75:20. That’s right. 75:20.
That was the time on the clock that I had to admit to myself that OK, Arsenal are not the same Arsenal.
Bukayo Saka, who could be forgiven if he never wanted to take a penalty again in his life, stepped up and slotted past Alisson and Arsenal led Liverpool again, this time 3-2.
He could have easily bottled it – many would have expected him to because of the shirt he was wearing. But he didn’t – and Arsenal showed, to me at least, that they have the stomach for a title run.
Don’t get me wrong – they won’t actually win it. Nobody is stopping Man City ever again by the looks of it. But Arsenal will finish second – maybe by less than eight points and everything.
Jurgeylad spent the week talking down the fact it was his seven-year anniversary at Anfield and he’s lasted a matter of weeks after that milestone in his previous two jobs. Before that, he’d spent ages reminding Trent Alexander-Arnold is actually a good player – LOOK AT HOW GOOD HE WAS AGAINST RANGERS FOR CRYING OUT LOUD – before hooking him at half-time at the Emirates.
Funnily enough, a midweek Champions League win over Scotland’s second or third-best team didn’t mean Liverpool are back at it. Their title challenge is over before the clocks change, now trailing Mikel Arteta’s side by 14 points. But it is more than that. They look lost.
There were moments against Arsenal, of course there were moments. But spells of utter domination no longer seem to be available to this team – next to be taken off after Trent was Mo. I mean, what does that say – losing against a team about to go back to the top of the table and you take off your best-paid player who has scored a literal shedload of goals for you and replace him with Fabinho? Is anybody in the Anfield boardroom regretting asking Salah to sign that new deal?
It was one of Arsenal’s Three Gabriels that got TAA removed after 45. Martinelli tormented and showed Liverpool fans what they might be missing since Sadio went to Bavaria. Gabby Jesus stuck another one in the eye of this sudden interest in the proper number nine (even if Darwin Nunez did finally move his goal tally marginally ahead of his red card tally).
It was Jesus who won Arsenal Saka’s penalty – Thiago not realising the Brazilian’s leg was there as he swung his foot in the general direction of the ball. Was it one? Applying my battle-weary “would it be a foul anywhere else on the pitch?” theory – yes, yes it was.
The Bodger and Badger defending right at the end with Virgil looking at Ali and Ali looking at Virgil as Jesus stole in to form the filling in their hopeless sandwich summed up perfectly where these two teams find themselves – one, shell-shocked and confused as to what has suddenly gone wrong (the answer is Fabinho, by the way). The other, full of belief and chasing everything down my dog who has just seen their mortal enemy, the cat.
All that is well and good, but like I said – none of it matters, really. Pep can still start making some room in the downstairs toilet for another Premier League trophy.

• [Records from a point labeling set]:
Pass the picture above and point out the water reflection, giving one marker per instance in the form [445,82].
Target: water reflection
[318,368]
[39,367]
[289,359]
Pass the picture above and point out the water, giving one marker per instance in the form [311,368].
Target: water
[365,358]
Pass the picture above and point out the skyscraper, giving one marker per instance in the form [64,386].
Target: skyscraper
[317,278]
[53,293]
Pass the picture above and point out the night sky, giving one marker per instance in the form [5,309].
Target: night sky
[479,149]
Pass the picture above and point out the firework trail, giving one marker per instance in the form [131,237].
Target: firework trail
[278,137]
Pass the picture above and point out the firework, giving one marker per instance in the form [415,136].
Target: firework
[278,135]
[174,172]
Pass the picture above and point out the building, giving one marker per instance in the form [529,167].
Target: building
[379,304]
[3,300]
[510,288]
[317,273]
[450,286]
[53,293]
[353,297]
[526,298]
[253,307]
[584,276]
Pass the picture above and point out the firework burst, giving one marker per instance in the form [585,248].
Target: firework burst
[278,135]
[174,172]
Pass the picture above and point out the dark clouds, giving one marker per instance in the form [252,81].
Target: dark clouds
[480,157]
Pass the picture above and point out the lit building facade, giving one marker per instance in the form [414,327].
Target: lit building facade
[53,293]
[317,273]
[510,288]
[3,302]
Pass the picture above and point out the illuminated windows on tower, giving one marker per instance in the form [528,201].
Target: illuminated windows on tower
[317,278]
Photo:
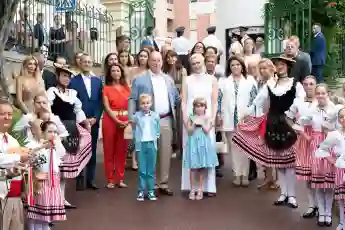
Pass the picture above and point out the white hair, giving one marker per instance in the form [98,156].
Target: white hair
[197,56]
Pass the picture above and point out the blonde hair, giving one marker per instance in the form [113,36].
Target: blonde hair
[269,63]
[199,101]
[44,95]
[197,56]
[322,85]
[24,73]
[145,96]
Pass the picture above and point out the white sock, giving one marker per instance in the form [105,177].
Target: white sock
[282,181]
[311,196]
[63,188]
[320,200]
[290,181]
[341,212]
[45,226]
[329,194]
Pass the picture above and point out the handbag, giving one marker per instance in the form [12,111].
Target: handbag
[71,142]
[128,133]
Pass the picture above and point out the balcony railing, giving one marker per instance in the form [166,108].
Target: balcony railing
[42,26]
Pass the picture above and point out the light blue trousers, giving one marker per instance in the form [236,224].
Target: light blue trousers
[147,157]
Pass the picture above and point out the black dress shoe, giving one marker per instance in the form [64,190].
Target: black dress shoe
[166,191]
[80,185]
[329,222]
[219,173]
[69,206]
[310,213]
[280,202]
[292,204]
[92,186]
[320,223]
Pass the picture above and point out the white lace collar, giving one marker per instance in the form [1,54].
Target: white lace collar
[281,88]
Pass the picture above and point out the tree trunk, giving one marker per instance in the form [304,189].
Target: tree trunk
[8,9]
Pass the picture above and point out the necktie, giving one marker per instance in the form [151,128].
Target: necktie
[51,167]
[5,138]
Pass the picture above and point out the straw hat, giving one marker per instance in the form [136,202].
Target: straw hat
[287,60]
[63,68]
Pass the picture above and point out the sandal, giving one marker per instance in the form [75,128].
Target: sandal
[110,185]
[200,195]
[121,185]
[192,195]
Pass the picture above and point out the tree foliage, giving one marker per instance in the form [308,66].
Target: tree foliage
[8,9]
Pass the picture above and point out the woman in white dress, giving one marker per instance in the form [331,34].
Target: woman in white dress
[199,84]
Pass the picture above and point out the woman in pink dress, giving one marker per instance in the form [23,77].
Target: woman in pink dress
[303,152]
[269,140]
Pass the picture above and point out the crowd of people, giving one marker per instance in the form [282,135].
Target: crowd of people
[268,114]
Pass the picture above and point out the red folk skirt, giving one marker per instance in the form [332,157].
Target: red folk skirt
[304,156]
[339,191]
[49,205]
[250,140]
[73,164]
[322,171]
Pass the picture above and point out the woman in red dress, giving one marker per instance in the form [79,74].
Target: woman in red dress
[115,120]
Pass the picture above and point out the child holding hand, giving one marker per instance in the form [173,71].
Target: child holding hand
[147,131]
[200,153]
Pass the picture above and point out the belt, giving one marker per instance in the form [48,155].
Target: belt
[164,115]
[121,113]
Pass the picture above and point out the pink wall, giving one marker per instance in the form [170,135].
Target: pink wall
[181,11]
[204,21]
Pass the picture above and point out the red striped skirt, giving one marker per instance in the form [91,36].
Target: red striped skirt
[303,156]
[49,205]
[73,164]
[339,191]
[248,139]
[322,171]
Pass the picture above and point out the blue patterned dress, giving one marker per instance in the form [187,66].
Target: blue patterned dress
[200,151]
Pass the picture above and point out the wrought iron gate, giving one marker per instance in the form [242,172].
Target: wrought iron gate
[285,19]
[140,18]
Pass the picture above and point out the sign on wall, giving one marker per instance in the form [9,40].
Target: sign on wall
[65,5]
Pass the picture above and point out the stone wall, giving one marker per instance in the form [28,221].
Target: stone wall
[13,65]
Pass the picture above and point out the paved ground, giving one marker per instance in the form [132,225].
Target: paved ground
[232,209]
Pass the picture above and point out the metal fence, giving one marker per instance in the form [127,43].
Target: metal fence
[61,28]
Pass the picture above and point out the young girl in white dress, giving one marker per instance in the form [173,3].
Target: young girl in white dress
[332,149]
[321,118]
[300,108]
[200,151]
[48,202]
[238,93]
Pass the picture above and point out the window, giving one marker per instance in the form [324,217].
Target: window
[193,24]
[170,25]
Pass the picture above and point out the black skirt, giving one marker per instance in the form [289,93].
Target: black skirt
[279,134]
[71,143]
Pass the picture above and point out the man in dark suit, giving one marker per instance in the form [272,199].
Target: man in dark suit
[49,76]
[302,67]
[318,52]
[89,90]
[39,32]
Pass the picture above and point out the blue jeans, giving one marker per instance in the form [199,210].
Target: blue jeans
[147,157]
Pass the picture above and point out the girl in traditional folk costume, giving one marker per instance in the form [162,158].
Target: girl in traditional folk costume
[200,152]
[277,150]
[49,204]
[321,118]
[267,71]
[66,105]
[332,149]
[238,92]
[302,107]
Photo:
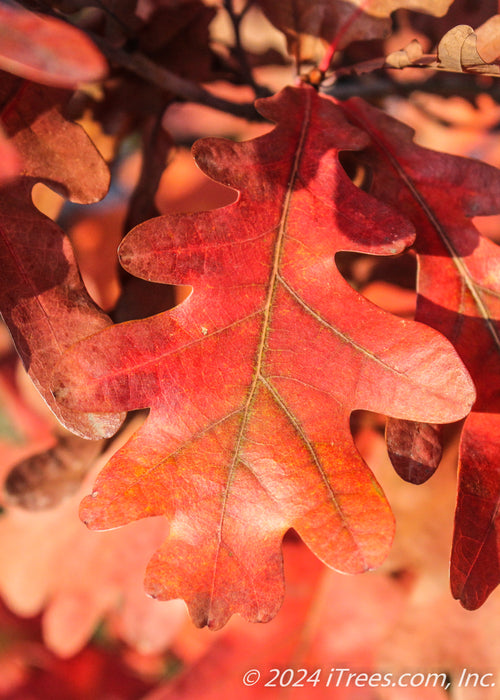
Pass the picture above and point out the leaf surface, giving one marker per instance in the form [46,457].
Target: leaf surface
[47,50]
[251,381]
[458,294]
[42,298]
[356,19]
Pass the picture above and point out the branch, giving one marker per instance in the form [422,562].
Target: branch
[170,82]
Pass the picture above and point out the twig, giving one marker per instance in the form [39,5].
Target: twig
[170,82]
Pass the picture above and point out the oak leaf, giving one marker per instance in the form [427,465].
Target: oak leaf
[47,50]
[42,298]
[251,381]
[354,19]
[458,294]
[52,566]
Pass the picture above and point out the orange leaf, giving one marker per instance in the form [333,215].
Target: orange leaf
[251,381]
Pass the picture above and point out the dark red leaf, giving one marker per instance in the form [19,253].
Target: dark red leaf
[252,380]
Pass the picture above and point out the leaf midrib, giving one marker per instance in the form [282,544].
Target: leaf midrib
[463,271]
[273,279]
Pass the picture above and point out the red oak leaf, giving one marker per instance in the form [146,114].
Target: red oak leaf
[458,294]
[47,50]
[251,381]
[42,298]
[52,565]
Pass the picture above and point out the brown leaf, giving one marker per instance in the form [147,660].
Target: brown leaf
[352,19]
[44,479]
[457,52]
[42,298]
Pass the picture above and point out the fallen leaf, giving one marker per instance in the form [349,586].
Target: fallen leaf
[251,381]
[47,50]
[42,298]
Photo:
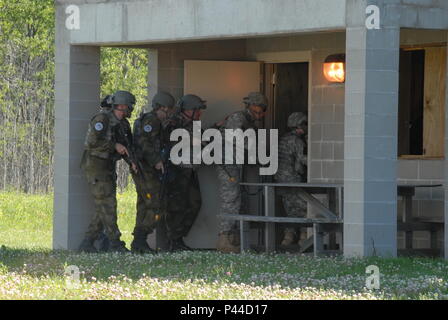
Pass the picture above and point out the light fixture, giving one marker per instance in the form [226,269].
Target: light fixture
[334,68]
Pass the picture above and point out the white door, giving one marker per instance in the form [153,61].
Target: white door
[223,84]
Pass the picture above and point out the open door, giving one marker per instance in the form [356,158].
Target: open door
[223,84]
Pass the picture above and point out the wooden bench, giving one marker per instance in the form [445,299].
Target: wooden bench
[331,220]
[320,227]
[409,224]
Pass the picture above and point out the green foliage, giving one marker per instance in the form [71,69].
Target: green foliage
[27,75]
[29,269]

• [SHORT PROBLEM 1]: According to the column on Arsenal's win over Liverpool, by how many points does Liverpool now trail Arsenal?
• [SHORT PROBLEM 2]: Continue the column on Arsenal's win over Liverpool from its last sentence.
The material has nothing to do with the column on Arsenal's win over Liverpool.

• [TASK RESULT 1]: 14 points.

• [TASK RESULT 2]:
Southampton were the cannon fodder tasked with trying to stop Erling Haaland before that petition finally gets him banned from earning a Premier League living. And, in fairness, it looked like they’d cracked the code as Haaland actually missed his first chance of the game – hitting a post of all things you thought you’d probably not see this weekend.
Not that it mattered – City have one or two others that know where the goal is, giving Erling time to reconfigure his coding and get just the single goal in the second half.
City have broken some kind of record – winning multiple matches by scoring three plus for the first time since some time in the 60s. Admit it, you read this column for the nailed-down levels of statistics you get provided.
That might be the last we see of Ralph Hassenhuttl, equally it might not be. He didn’t seem too fussed about his future post-match, seemingly more proud of that fact that this is the first time in his 16-year management career he’s had questions about his future. He must mean since the last time he was nearly getting the boot from Southampton, possibly after the first 9-0 defeat or the second?
In fairness, Southampton didn’t play like a team that had given up on the manager so many players are alleged to want to see the back of. They ran and everything.
It took all of five minutes for Casemiro to make a difference to Man United on his Premier League debut. Just not the kind of difference you’d hope for, given the transfer fee. The ex-Real Madrid multiple Champions League winner got the ball, lost the ball and saw Alex Iwobi continue his transformation from utterly average wide man to dominant midfield powerhouse by curling it past De Gea. That Iwobi switch had to be inspired by Joelinton, no?
Antony showed the other side of United’s transfer window, equalising ten minutes later and breaking/equalling (I don’t know, it flashed up on the TV briefly) a record to do with scoring three goals in his first three games.
And, to be fair to Casemiro, he got the hang of this Premier League thing pretty quickly – robbing Iwobi in midfield to set Ronaldo off in the oldest foot race of the weekend against Seamus Coleman. Ronaldo won by a mile and still had the energy to slide it home – might Ten Hag, you know, pick him?
Tottenham went to Brighton off the back of a very tough seven days – their much-loved fitness coach Gian Piero Ventrone suddenly passing away in the week. It says something about a guy who made the players visibly chunder in preseason that there was so much genuine sadness and emotion at the Amex.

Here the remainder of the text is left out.